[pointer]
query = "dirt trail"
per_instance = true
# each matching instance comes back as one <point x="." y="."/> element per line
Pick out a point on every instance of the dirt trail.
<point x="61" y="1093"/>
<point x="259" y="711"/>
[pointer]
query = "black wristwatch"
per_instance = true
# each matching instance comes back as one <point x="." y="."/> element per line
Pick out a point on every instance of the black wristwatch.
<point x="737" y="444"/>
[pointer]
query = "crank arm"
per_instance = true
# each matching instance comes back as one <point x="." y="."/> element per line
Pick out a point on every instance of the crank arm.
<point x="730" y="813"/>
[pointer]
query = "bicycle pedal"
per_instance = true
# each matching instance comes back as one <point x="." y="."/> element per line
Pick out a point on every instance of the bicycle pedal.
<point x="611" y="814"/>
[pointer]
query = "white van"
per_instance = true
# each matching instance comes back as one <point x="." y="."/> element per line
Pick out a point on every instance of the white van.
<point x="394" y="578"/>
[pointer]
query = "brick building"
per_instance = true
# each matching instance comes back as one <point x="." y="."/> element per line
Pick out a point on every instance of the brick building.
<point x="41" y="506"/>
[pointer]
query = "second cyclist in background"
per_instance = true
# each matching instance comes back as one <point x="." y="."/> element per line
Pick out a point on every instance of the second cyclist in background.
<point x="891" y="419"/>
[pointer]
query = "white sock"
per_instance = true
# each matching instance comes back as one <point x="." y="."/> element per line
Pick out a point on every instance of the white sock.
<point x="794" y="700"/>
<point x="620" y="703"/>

_Work item_:
Your job is to restate all of the data word for word.

_Your response_:
[pointer]
query = "dirt trail"
per_instance = true
# each matching instance comes back as one <point x="." y="."/> element per line
Pick out a point on every instance of the dirt trail.
<point x="61" y="1093"/>
<point x="259" y="711"/>
[pointer]
query = "black wristwatch"
per_instance = true
# each matching instance comes back as one <point x="." y="."/> element per line
Pick out a point on every instance of the black wristwatch.
<point x="737" y="444"/>
[pointer]
query = "crank arm"
per_instance = true
# each matching instance comes back as one <point x="." y="."/> element per line
Pick out a point on every instance of the crank arm.
<point x="730" y="813"/>
[pointer]
query = "bicycle pedal"
per_instance = true
# each matching instance comes back as one <point x="." y="."/> element per line
Pick out a point on every instance of the bicycle pedal.
<point x="611" y="814"/>
[pointer]
query = "white van"
per_instance = true
# each matching instance comes back as one <point x="." y="."/> element per line
Pick out a point on every instance of the white van.
<point x="394" y="578"/>
[pointer]
query = "brick building"
per_instance = true
# each matching instance comes back as one <point x="." y="."/> element per line
Pick out a point on every instance of the brick building.
<point x="41" y="506"/>
[pointer]
query = "second cyclist in background"
per_instance = true
# each matching instance comes back as one <point x="." y="."/> element per line
Pick out a point on every instance of the second cyclist in background.
<point x="891" y="419"/>
[pointer]
query = "white sock"
per_instance = true
# each matching instance comes back as one <point x="." y="."/> element per line
Pick out a point on every instance of the white sock.
<point x="794" y="700"/>
<point x="620" y="703"/>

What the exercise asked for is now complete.